== ASSIGNMENT ==
Taking the line that contains "In this exercise you will locate the concrete building" as the first, copy exactly every line through the last line of the records, and nothing else.

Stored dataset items
.....

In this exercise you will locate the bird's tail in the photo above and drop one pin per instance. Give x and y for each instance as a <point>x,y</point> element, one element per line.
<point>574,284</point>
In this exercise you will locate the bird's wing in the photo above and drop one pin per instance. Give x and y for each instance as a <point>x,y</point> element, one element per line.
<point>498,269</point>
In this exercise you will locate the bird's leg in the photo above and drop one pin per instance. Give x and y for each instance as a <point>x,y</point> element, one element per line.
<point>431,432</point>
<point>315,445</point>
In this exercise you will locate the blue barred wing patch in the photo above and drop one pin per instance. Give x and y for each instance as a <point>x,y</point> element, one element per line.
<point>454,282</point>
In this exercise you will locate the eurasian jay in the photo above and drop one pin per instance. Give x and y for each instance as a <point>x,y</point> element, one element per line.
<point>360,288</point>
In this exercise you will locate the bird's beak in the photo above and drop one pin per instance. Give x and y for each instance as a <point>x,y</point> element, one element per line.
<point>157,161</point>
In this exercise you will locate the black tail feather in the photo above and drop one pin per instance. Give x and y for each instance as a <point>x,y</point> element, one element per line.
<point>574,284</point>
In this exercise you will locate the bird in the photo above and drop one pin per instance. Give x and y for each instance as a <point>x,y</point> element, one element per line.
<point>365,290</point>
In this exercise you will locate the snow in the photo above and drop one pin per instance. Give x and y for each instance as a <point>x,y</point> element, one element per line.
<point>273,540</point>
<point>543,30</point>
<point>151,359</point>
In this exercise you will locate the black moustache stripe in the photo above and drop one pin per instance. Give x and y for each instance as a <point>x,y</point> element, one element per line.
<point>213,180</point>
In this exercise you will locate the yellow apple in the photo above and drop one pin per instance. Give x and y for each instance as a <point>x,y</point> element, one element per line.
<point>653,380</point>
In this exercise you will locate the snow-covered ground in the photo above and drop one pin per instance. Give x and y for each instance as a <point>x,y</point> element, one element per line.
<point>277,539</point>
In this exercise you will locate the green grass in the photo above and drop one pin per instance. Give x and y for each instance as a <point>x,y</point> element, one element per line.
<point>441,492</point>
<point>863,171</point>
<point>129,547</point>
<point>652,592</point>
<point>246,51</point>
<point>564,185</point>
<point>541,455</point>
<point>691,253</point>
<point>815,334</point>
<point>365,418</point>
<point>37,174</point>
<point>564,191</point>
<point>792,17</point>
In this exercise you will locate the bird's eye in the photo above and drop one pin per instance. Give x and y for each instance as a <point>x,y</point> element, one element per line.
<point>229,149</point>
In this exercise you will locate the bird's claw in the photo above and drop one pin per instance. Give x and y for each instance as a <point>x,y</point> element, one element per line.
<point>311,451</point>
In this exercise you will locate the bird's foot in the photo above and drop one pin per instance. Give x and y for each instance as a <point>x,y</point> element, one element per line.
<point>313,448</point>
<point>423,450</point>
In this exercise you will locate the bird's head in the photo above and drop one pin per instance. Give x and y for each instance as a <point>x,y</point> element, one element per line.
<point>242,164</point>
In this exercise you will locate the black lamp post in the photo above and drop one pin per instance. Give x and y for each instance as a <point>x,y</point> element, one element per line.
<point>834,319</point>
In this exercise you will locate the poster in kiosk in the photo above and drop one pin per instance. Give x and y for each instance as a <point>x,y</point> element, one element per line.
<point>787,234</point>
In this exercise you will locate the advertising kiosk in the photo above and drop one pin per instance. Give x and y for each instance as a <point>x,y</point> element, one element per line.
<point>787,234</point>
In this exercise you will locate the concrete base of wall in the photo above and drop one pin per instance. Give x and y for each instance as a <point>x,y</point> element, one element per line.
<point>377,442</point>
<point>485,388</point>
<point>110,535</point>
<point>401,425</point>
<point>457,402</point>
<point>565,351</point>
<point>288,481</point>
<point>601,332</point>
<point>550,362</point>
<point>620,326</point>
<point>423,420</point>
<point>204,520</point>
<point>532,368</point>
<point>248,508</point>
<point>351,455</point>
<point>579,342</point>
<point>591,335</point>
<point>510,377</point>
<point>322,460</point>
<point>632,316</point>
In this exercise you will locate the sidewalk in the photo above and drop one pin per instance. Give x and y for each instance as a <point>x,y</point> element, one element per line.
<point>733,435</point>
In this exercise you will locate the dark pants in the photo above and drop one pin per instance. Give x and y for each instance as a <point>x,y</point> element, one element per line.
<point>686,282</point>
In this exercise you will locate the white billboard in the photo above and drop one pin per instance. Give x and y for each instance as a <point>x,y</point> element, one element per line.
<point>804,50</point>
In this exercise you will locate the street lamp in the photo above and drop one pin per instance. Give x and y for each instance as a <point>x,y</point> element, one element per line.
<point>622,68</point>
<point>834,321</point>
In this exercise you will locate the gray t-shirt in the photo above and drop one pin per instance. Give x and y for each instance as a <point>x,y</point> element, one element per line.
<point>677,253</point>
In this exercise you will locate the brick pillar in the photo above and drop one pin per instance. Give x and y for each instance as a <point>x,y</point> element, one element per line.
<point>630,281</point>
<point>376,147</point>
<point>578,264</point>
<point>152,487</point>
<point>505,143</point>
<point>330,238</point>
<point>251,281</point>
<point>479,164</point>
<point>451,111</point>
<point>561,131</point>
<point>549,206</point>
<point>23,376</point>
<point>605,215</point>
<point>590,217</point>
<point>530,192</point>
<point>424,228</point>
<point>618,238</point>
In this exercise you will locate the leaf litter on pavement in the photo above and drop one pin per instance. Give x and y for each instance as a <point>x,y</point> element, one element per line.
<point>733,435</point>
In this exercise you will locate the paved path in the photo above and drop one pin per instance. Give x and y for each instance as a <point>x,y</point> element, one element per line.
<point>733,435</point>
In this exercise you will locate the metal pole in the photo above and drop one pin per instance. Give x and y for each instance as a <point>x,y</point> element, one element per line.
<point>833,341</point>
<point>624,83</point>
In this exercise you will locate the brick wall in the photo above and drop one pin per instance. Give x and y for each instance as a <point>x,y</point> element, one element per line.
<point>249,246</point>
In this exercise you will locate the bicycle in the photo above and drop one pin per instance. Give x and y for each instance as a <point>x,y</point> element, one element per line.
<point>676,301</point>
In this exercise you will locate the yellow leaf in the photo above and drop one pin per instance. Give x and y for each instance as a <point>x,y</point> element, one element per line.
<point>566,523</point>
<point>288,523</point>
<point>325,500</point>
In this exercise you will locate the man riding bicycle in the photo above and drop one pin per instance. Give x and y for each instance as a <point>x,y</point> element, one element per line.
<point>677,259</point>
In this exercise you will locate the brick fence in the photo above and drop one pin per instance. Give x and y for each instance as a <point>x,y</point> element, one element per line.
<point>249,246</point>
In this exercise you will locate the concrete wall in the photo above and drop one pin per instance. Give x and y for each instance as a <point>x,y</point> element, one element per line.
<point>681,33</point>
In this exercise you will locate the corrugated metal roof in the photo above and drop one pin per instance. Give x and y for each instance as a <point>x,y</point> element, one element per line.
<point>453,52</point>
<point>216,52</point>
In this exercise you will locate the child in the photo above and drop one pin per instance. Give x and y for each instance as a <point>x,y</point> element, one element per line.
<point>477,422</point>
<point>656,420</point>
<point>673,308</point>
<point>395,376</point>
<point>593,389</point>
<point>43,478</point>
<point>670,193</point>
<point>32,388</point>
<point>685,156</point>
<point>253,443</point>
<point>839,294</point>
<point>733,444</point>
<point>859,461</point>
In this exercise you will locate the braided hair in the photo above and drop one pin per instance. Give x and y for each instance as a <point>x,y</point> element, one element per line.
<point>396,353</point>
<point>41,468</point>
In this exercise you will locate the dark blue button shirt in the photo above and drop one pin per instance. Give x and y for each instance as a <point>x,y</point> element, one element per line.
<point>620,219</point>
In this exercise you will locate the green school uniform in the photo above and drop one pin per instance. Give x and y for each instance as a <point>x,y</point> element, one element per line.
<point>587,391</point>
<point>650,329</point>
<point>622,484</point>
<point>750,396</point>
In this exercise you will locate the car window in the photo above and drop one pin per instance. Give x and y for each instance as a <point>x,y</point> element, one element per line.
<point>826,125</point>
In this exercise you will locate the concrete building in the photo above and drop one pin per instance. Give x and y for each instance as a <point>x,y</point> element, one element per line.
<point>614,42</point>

.....

== TASK ANSWER ==
In this exercise you will locate the concrete building in the photo above and drop one pin per instance. Give x and y for each instance as a <point>x,y</point> element, one element per line.
<point>614,42</point>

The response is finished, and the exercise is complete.